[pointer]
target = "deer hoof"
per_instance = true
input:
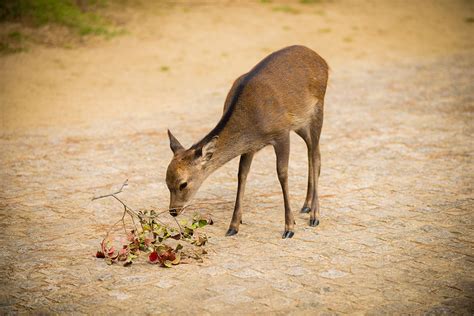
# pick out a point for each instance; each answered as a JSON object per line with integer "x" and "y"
{"x": 305, "y": 210}
{"x": 231, "y": 232}
{"x": 314, "y": 222}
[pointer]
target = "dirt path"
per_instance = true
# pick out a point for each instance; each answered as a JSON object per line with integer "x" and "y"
{"x": 397, "y": 179}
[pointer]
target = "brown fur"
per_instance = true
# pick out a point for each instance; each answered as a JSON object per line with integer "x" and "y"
{"x": 283, "y": 93}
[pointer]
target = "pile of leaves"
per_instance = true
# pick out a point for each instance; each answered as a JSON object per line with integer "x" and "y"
{"x": 163, "y": 244}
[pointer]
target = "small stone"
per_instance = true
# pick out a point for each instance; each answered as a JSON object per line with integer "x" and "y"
{"x": 333, "y": 274}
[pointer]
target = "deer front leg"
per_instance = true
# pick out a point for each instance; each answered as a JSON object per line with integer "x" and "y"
{"x": 244, "y": 168}
{"x": 282, "y": 151}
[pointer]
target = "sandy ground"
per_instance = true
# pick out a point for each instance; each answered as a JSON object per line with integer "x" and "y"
{"x": 396, "y": 234}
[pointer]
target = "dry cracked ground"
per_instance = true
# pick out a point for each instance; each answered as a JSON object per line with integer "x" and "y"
{"x": 396, "y": 233}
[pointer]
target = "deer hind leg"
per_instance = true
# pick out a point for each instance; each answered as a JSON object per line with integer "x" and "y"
{"x": 305, "y": 133}
{"x": 244, "y": 168}
{"x": 316, "y": 126}
{"x": 282, "y": 151}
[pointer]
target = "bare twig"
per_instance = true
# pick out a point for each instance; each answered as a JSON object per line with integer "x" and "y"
{"x": 111, "y": 194}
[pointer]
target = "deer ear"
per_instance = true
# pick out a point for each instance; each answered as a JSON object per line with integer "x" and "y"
{"x": 205, "y": 153}
{"x": 174, "y": 143}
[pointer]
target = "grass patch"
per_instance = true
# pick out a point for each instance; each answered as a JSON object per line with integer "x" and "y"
{"x": 61, "y": 12}
{"x": 12, "y": 42}
{"x": 286, "y": 9}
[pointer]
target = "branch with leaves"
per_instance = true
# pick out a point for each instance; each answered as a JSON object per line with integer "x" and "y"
{"x": 162, "y": 243}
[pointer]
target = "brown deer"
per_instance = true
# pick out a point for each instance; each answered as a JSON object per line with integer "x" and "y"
{"x": 283, "y": 93}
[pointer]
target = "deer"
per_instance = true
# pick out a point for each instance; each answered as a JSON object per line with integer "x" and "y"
{"x": 284, "y": 92}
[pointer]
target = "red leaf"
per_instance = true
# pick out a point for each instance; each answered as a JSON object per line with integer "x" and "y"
{"x": 177, "y": 236}
{"x": 169, "y": 255}
{"x": 153, "y": 257}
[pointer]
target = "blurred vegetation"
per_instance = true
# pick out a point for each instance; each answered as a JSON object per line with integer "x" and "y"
{"x": 76, "y": 15}
{"x": 80, "y": 17}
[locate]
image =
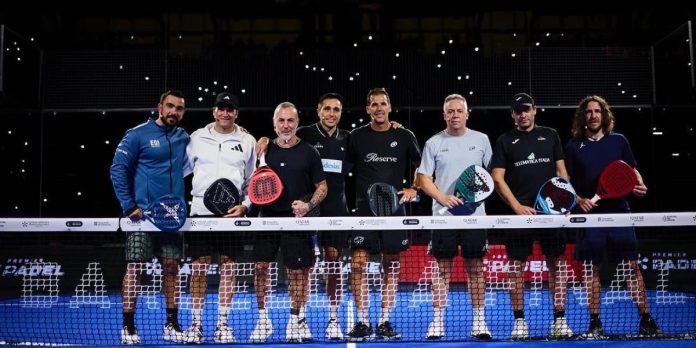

·····

* How to complete this task: Transcribe the complete set of entries verbatim. No pictures belong in the copy.

* Solution to this problem:
[pointer]
target = "deer hoof"
per_instance = true
input:
# pick out a point for each instance; each answered as a JSON object per line with integer "x" and "y"
{"x": 305, "y": 210}
{"x": 231, "y": 232}
{"x": 314, "y": 222}
[pointer]
target = "dirt path"
per_instance = true
# pick out a point for each instance; each answered as a JSON object per line with integer "x" and "y"
{"x": 397, "y": 179}
[pointer]
target = "brown fur"
per_instance = true
# pick out a point for each instance; each answered as a JSON object per line with integer "x" and "y"
{"x": 283, "y": 93}
[pointer]
target = "pile of leaves"
per_instance = true
# pick out a point for each instance; each answered as a JSON object per line with integer "x" and "y"
{"x": 163, "y": 244}
[pointer]
target = "small stone"
per_instance = true
# pick out a point for each instance; each answered as a JSON object per line with integer "x" and "y"
{"x": 333, "y": 274}
[pointer]
target = "deer front leg"
per_instance = true
# pick out a point for each instance; each answered as a JSON object per line with integer "x" and "y"
{"x": 244, "y": 168}
{"x": 282, "y": 151}
[pointer]
target = "sandy ground"
per_instance = true
# pick out a point for each instance; each answered as a JSON object per line with integer "x" and "y"
{"x": 396, "y": 234}
[pointer]
target = "dry cracked ground"
per_instance = true
# pick out a point for each instance; each answered as a JSON object per line with integer "x" and "y"
{"x": 396, "y": 233}
[pointer]
target = "deer hind leg"
per_instance = true
# pick out a point for each instance; each answered as a JSON object per line with integer "x" and "y"
{"x": 305, "y": 133}
{"x": 244, "y": 168}
{"x": 316, "y": 126}
{"x": 282, "y": 151}
[pointer]
target = "bare twig"
per_instance = true
# pick out a point for each instance; each answered as a JSON object per line with integer "x" and "y"
{"x": 111, "y": 194}
[pointer]
target = "deer ear"
per_instance = true
# pick out a point for each instance; each answered as a JSON object per line with integer "x" and "y"
{"x": 205, "y": 153}
{"x": 174, "y": 143}
[pointer]
target = "grass patch"
per_instance = true
# pick out a point for each instance; each answered as a JSON object per line with integer "x" and "y"
{"x": 61, "y": 12}
{"x": 12, "y": 42}
{"x": 286, "y": 9}
[pointer]
target = "branch with leaves"
per_instance = true
# pick out a point for each instance; each answered as a JSON object per line with integer "x" and "y"
{"x": 162, "y": 243}
[pointer]
target = "brown deer"
per_instance = true
# pick out a point for each instance; each answered as a JSON object per line with integer "x" and "y"
{"x": 283, "y": 93}
[pointer]
target = "deer"
per_instance = true
# pick out a point for each instance; each answered as a JSON object per line with integer "x" and "y"
{"x": 284, "y": 92}
[pointer]
target = "red leaf"
per_instance = true
# pick out a point for each instance; each answered as a JSON object per line with integer "x" and "y"
{"x": 177, "y": 236}
{"x": 169, "y": 255}
{"x": 153, "y": 257}
[pointer]
target = "blurred vegetation"
per_instance = true
# pick out a point for each instance; each answered as a JSON object per line with integer "x" and "y"
{"x": 76, "y": 15}
{"x": 80, "y": 17}
[locate]
image =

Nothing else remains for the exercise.